━━ Fragmento ━━

Gatos y gatas tienen un lugar considerable en el almacén de las metáforas humanas para calificar y clasificar a algunos de sus congéneres, desde el clásico "pela gatos", que denunciaría la pobreza del catalogado, hasta los gatos y gatitas, que vendrían a ser, femeninas, felinas y atractivas, en el extremo positivo del paralelo, o bien serían profesionales del sexo con tarifas superiores a las que tienen que luchar en la calle.
Los ratones, a su turno, tienen un lugar bastante especial entre nosotros. Se trata de un animal con mala prensa entre los humanos, capaz de hacer estallar las emociones más incontrolables de la gente, que van desde el miedo al asco, lo que viene a mostrar el parentesco de esos dos sentimientos. Pero con la capacidad de poner en jaque a la pareja con la clásica escena de la mujer subida a la mesa, para contener apenas la fantasía del ratón o ratoncito que en la realidad psíquica ya se la está trepando, y el masculino en tierra haciendo lo que puede para eliminar bicho especialmente escurridizo, y a la vez disimulando su propio miedo o asco. Es que los ratones, con toda probabilidad, son lo más estrechamente vinculados con las fantasías humanas, al punto que representan la actividad fantaseadora misma: es lo que se conoce con la curiosa expresión hacerse los ratones, para explicar y graficar que alguien, sea del sexo que sea, tanto hetero como homo, avanza mentalmente hacia el otro a una mayor velocidad que en la tierra, en un paralelismo muy sugerente entre la velocidad de las fantasías y la velocidad de los ratones, capaces de mantenerse activas o activos en cualquier rincón de la casa, o bien del alma. Todo esto sin olvidar que es uno de los bichos preferidos de los investigadores biológicos o psicológicos, lo que le da todo un lugar a la hipótesis humana de una naturaleza del alma compartida con las ratas y ratones.

━━━
━━ Datos proporcionados ━━

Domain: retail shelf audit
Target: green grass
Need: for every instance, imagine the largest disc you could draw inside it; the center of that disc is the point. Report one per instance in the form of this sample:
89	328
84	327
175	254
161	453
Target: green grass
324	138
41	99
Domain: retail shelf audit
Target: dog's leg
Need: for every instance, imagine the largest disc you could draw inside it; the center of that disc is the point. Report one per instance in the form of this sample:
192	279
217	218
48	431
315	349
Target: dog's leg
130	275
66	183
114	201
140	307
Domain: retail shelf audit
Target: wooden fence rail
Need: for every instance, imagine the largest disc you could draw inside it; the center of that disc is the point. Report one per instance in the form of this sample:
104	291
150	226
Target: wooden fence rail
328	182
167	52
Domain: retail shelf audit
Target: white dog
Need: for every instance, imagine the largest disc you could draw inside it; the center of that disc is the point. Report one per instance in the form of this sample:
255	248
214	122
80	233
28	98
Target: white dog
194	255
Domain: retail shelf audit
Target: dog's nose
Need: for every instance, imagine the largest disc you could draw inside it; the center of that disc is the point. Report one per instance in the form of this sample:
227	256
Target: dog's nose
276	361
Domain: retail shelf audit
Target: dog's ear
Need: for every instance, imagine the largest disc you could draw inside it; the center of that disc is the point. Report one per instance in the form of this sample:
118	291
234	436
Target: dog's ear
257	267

━━━

• [Lo que se pide] Escribe la continuación del fragmento sobre gatos y ratones en las metáforas humanas a partir de su última oración.

• [La respuesta]
Por el contrario, tenemos un pariente biológico que es lo opuesto a la velocidad de los ratones, y que en el fondo tiene aun menos prestigio: es el turno de los burros o asnos, con una particularidad ligeramente diferente en el caso de las mulas, que viene a aportar un rasgo distintivo, esto es la terquedad y en muchas ocasiones con mezcla de enojo, sobre todo en el caso de los enojos infantiles, muy frecuentes especialmente en la versión supuestamente adulta de los humanos.
Pocas cosas son tan terribles como la demostración de la falta de inteligencia, temor casi ancestral de los humanos, muchas veces ilustrado con la imagen de un niño en el rincón del aula con un bonete en la cabeza en el que se lee nítidamente: burro. En la medida que en cada hombre habita el niño que un día fue, y sin olvidar, como se afirma, que a todos en algún punto nos habita el enano fascista, también llevamos por dentro el asno que nos empeñamos en disimular buena parte de nuestra vida. Es verdad que el asno tiene chapa de burro y que en cambio el humano tiene fama de inteligente, pero también es cierto que la sencillez del asno tal vez se confunda con la falta de inteligencia, del mismo modo que la complejidad humana muchas veces se la toma por inteligencia, con lo que tal vez sea sabio asumir el burro que todos portamos, ya que, por otra parte, sin él no podríamos cargar con todo lo que cargamos.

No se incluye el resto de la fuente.